● **The exercise**: Turn the lines of the records below, starting at the line that contains "# locate field in" and ending at the last line of the records, into a JSON list of strings with one string per line. Leave out any blank lines.

● **Rows taken from a pointing dataset**:
-.-.-
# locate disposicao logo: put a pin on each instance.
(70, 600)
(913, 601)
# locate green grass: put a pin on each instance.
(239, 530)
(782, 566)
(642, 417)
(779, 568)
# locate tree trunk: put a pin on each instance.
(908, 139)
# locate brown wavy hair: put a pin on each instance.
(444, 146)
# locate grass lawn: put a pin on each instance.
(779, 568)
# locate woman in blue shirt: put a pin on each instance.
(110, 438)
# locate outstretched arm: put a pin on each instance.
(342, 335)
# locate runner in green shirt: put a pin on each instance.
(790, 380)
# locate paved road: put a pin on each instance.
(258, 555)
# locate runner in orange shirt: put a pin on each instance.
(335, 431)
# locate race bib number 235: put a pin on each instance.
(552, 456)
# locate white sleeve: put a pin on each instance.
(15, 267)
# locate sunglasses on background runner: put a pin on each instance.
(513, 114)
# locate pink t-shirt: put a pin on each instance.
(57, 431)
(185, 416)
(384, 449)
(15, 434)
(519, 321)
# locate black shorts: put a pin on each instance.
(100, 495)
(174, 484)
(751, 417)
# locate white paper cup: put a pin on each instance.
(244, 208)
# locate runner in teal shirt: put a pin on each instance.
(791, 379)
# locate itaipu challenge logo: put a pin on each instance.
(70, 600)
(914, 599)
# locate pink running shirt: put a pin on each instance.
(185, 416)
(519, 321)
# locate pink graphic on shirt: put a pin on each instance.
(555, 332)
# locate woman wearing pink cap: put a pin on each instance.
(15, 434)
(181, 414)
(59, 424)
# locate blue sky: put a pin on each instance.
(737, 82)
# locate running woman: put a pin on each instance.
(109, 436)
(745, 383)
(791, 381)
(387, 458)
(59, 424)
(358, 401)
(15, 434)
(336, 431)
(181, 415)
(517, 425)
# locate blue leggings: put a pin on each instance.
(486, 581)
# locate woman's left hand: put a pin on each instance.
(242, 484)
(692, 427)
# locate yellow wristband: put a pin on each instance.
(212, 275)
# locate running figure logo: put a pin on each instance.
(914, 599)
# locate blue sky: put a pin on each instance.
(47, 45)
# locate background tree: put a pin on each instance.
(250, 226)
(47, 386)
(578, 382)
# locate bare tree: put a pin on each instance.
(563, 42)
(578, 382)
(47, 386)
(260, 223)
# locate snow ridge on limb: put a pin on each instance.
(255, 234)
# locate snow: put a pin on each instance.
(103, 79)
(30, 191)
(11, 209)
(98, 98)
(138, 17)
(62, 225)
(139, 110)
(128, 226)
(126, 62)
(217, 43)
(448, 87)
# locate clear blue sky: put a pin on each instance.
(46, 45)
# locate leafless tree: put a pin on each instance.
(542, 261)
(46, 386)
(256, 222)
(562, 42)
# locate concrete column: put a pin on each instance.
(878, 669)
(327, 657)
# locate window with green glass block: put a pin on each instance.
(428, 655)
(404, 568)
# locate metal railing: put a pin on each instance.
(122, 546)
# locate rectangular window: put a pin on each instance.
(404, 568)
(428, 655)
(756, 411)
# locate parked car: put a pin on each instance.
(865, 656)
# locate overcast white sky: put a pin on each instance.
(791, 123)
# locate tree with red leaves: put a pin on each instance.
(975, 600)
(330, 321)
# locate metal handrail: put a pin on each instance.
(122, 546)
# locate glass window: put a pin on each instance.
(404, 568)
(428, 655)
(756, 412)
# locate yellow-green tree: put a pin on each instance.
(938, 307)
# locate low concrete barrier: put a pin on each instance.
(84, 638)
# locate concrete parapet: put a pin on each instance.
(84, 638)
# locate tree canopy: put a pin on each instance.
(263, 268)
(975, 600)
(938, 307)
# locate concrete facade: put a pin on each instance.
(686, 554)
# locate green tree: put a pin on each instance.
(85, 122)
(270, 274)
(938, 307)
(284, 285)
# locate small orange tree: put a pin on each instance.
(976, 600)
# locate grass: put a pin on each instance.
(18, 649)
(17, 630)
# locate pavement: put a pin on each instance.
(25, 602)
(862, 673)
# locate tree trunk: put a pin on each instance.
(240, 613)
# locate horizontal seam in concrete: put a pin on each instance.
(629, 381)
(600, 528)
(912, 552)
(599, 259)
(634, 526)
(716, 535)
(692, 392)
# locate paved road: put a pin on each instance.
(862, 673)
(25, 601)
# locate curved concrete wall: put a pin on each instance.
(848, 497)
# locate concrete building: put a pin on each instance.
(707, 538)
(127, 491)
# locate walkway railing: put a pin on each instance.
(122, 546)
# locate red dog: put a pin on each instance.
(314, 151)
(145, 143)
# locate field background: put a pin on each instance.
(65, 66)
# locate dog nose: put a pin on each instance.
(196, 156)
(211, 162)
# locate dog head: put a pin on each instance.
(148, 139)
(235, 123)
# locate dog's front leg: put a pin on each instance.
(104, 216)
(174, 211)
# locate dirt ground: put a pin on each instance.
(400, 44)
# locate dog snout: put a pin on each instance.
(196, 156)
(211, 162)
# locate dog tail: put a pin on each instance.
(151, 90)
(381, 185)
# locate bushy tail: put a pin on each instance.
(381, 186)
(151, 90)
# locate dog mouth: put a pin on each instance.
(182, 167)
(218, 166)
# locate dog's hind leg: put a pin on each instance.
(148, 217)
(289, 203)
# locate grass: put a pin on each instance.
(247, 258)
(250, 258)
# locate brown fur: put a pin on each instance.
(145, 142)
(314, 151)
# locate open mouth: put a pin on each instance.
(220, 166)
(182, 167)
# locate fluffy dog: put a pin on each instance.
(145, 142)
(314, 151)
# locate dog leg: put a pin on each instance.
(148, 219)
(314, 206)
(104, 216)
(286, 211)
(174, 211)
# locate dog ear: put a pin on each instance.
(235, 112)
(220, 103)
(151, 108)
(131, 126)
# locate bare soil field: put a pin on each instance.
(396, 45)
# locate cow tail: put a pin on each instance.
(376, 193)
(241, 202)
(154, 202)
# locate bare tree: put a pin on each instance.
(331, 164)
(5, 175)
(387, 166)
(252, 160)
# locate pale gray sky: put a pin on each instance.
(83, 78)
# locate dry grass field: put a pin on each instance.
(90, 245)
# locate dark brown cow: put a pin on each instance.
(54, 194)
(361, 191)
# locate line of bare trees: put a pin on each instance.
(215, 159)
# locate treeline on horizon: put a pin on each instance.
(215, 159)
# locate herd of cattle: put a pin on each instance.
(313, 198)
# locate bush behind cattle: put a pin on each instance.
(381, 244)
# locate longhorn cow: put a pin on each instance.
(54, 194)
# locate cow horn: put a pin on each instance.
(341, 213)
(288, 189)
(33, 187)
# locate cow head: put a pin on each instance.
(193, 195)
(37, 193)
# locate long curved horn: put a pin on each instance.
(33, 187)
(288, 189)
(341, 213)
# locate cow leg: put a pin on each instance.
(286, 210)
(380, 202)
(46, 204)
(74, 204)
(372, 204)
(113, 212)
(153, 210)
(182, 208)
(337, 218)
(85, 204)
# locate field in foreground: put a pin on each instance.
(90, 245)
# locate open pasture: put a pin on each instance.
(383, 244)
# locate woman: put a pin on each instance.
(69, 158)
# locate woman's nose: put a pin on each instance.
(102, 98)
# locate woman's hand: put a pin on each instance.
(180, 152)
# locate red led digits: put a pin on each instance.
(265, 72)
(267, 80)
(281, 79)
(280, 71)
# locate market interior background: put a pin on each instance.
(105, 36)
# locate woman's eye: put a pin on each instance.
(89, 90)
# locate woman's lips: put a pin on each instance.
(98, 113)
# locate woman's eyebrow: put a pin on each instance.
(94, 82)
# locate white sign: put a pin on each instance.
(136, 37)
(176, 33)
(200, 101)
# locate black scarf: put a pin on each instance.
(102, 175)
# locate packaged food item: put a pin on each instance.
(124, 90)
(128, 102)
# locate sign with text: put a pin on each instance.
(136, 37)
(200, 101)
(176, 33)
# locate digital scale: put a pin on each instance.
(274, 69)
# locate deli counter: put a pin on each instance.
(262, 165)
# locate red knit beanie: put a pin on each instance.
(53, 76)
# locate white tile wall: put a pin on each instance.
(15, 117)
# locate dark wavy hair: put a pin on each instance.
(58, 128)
-.-.-
● **Solution to the exercise**:
[
  "# locate field in foreground: put a pin on each instance.",
  "(90, 245)",
  "# locate open pasture: put a pin on each instance.",
  "(383, 244)",
  "# locate woman: put a pin on each instance.",
  "(69, 158)",
  "# locate woman's nose: put a pin on each instance.",
  "(102, 98)",
  "# locate woman's hand: put a pin on each instance.",
  "(180, 152)",
  "# locate red led digits: put a pin on each instance.",
  "(265, 72)",
  "(267, 80)",
  "(281, 79)",
  "(280, 71)",
  "# locate market interior background: put a pin on each instance.",
  "(105, 36)",
  "# locate woman's eye: put a pin on each instance.",
  "(89, 90)",
  "# locate woman's lips: put a pin on each instance.",
  "(98, 113)",
  "# locate woman's eyebrow: put a pin on each instance.",
  "(94, 82)",
  "# locate white sign: put a pin on each instance.",
  "(136, 37)",
  "(176, 33)",
  "(200, 101)",
  "# locate black scarf: put a pin on each instance.",
  "(102, 175)",
  "# locate packaged food item: put a pin on each instance.",
  "(124, 90)",
  "(128, 102)",
  "# locate sign with text: put a pin on each instance.",
  "(136, 37)",
  "(200, 101)",
  "(176, 33)",
  "# locate digital scale: put a pin on each instance.",
  "(274, 69)",
  "# locate deli counter: put a pin on each instance.",
  "(262, 165)",
  "# locate red knit beanie: put a pin on each instance.",
  "(53, 76)",
  "# locate white tile wall: put a pin on each instance.",
  "(15, 117)",
  "# locate dark wavy hair: put a pin on each instance.",
  "(58, 128)"
]